■ **Stored data entries**:
============================================================

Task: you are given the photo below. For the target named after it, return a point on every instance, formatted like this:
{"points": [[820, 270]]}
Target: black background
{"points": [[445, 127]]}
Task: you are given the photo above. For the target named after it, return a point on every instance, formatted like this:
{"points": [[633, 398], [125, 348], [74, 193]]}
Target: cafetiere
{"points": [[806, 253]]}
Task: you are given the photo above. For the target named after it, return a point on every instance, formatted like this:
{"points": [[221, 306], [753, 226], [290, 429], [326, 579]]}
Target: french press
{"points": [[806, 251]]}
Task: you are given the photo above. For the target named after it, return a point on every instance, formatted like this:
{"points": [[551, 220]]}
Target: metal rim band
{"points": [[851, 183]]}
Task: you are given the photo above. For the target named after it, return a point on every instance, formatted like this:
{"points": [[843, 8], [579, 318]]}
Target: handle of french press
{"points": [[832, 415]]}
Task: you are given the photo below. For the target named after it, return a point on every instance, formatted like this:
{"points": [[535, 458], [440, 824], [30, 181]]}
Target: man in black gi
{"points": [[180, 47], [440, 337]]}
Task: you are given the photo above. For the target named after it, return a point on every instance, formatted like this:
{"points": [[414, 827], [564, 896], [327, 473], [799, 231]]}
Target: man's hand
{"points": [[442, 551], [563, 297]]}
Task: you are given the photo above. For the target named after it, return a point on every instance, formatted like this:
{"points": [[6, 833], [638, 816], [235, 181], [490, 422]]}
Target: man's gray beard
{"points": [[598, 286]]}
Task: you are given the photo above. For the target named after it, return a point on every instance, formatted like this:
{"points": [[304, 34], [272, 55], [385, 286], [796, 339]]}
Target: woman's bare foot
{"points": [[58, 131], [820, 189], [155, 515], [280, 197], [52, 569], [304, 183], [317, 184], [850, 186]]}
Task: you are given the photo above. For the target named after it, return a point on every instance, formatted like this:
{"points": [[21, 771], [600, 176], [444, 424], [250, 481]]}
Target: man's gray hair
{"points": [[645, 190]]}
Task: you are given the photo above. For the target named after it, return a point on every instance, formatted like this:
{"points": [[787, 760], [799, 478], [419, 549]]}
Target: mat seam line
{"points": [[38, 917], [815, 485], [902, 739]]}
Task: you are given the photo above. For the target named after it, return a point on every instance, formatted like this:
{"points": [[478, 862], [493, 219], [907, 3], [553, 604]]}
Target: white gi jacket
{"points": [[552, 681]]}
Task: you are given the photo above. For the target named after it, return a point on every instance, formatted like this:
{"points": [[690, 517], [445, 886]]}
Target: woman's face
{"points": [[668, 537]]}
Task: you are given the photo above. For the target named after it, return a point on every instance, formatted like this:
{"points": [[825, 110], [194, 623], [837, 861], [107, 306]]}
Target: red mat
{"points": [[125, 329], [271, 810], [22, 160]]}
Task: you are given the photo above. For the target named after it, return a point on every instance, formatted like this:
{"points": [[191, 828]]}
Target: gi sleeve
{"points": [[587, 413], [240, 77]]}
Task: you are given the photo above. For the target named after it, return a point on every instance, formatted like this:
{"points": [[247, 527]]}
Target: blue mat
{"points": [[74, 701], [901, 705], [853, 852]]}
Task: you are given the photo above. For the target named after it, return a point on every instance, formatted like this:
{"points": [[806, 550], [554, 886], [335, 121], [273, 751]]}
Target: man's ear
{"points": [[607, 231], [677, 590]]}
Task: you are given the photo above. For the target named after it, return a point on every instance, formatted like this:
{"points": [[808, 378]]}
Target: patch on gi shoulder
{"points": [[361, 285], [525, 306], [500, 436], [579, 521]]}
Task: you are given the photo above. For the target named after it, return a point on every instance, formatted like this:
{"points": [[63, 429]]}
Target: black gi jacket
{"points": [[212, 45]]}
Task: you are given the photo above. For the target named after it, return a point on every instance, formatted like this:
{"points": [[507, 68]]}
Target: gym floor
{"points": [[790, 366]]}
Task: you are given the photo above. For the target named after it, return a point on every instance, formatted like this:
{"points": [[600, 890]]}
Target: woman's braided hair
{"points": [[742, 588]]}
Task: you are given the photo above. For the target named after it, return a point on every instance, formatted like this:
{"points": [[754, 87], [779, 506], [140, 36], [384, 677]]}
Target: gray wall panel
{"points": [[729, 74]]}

============================================================

■ **The task**:
Would you please give the data above again, exactly as it appears?

■ **Exercise result**:
Task: you are given the photo below. For the target named after it, return a point on every instance, formatted like this:
{"points": [[820, 270]]}
Target: black background
{"points": [[445, 127]]}
Task: you are given the photo above. For the target named after it, return a point on every instance, formatted like this:
{"points": [[633, 398], [125, 348], [74, 193]]}
Target: cafetiere
{"points": [[806, 253]]}
Task: you are given the photo above. For the target named after it, return a point on every instance, formatted like this:
{"points": [[221, 306], [753, 226], [290, 429], [326, 579]]}
Target: french press
{"points": [[806, 251]]}
Task: you are given the photo above. For the target named after it, return a point on every instance, formatted like this:
{"points": [[551, 220]]}
Target: metal rim band
{"points": [[851, 183]]}
Task: you are given the photo above. For the target named after it, return a point on every instance, formatted like this:
{"points": [[843, 8], [579, 318]]}
Target: handle of french press
{"points": [[832, 415]]}
Task: you are given the photo below. For the target named after it, return a point on every instance, formatted like this:
{"points": [[535, 458], [440, 824], [30, 181]]}
Target: man in black gi
{"points": [[180, 47], [440, 337]]}
Task: you are given the photo above. For the target named after it, return a point on every instance, formatted like this:
{"points": [[414, 827], [564, 896], [327, 473], [799, 231]]}
Target: man's hand
{"points": [[442, 551], [563, 297]]}
Task: you are given the photo above. For the target named after it, return a point on every instance, formatted like this:
{"points": [[6, 833], [638, 816], [235, 181], [490, 422]]}
Target: man's gray beard
{"points": [[598, 286]]}
Task: you are given the photo above. For the target named after it, return a point on every instance, formatted like this:
{"points": [[304, 34], [272, 55], [385, 286], [796, 339]]}
Target: woman's bare foot
{"points": [[58, 131], [820, 189], [155, 515], [280, 197], [52, 569], [304, 183], [317, 184], [850, 186]]}
Task: you are given the photo above. For the target named after it, return a point on every instance, formatted like this:
{"points": [[21, 771], [600, 176], [444, 424], [250, 481]]}
Target: man's gray hair
{"points": [[645, 190]]}
Task: you are given the photo above. For the target named after it, return a point on every instance, formatted like this:
{"points": [[787, 760], [799, 478], [419, 549]]}
Target: mat seam line
{"points": [[38, 917], [815, 485], [902, 739]]}
Task: you are given the photo above. For the target named after it, return a point on every instance, formatted like this:
{"points": [[478, 862], [493, 219], [907, 3], [553, 604]]}
Target: white gi jacket
{"points": [[552, 681]]}
Task: you are given the photo above. For the target named after it, return a point on every instance, formatted like this:
{"points": [[690, 517], [445, 886]]}
Target: woman's face
{"points": [[668, 537]]}
Task: you are given the photo above. For the target named after it, return a point on every instance, formatted like this:
{"points": [[825, 110], [194, 623], [837, 861], [107, 306]]}
Target: red mat
{"points": [[125, 329], [271, 810], [22, 160]]}
Task: you are given the photo above. For the target named after it, return a point on every instance, formatted like this:
{"points": [[191, 828]]}
Target: gi sleeve
{"points": [[587, 413], [240, 77]]}
Task: you are given the photo above. For the target named after it, return a point on every instance, formatted like this:
{"points": [[247, 527]]}
Target: blue mat
{"points": [[74, 701], [901, 705], [853, 852]]}
Task: you are given the photo above. For the target named after it, return a point on every instance, formatted like this:
{"points": [[806, 550], [554, 886], [335, 121], [273, 751]]}
Target: man's ear
{"points": [[607, 231], [677, 590]]}
Task: you are given the photo above. For the target named after it, return a point on every instance, formatted like this:
{"points": [[808, 378]]}
Target: patch on gi shoulder
{"points": [[361, 285], [525, 306], [500, 436], [579, 521]]}
Task: you are given the photo above. For the target named after it, return a point on every instance, formatted like this:
{"points": [[63, 429]]}
Target: black gi jacket
{"points": [[212, 45]]}
Task: you are given the photo above. For the target named after it, return a point on every instance, formatted like this:
{"points": [[507, 68]]}
Target: gym floor
{"points": [[790, 366]]}
Task: you are given the photo above. For the target named after it, return a point on every instance, formatted like this:
{"points": [[600, 890]]}
Target: woman's braided hair
{"points": [[742, 588]]}
Task: you are given the photo above. For the target named after it, return a point on every instance, formatted like this:
{"points": [[754, 87], [779, 506], [140, 36], [384, 677]]}
Target: gray wall panel
{"points": [[729, 74]]}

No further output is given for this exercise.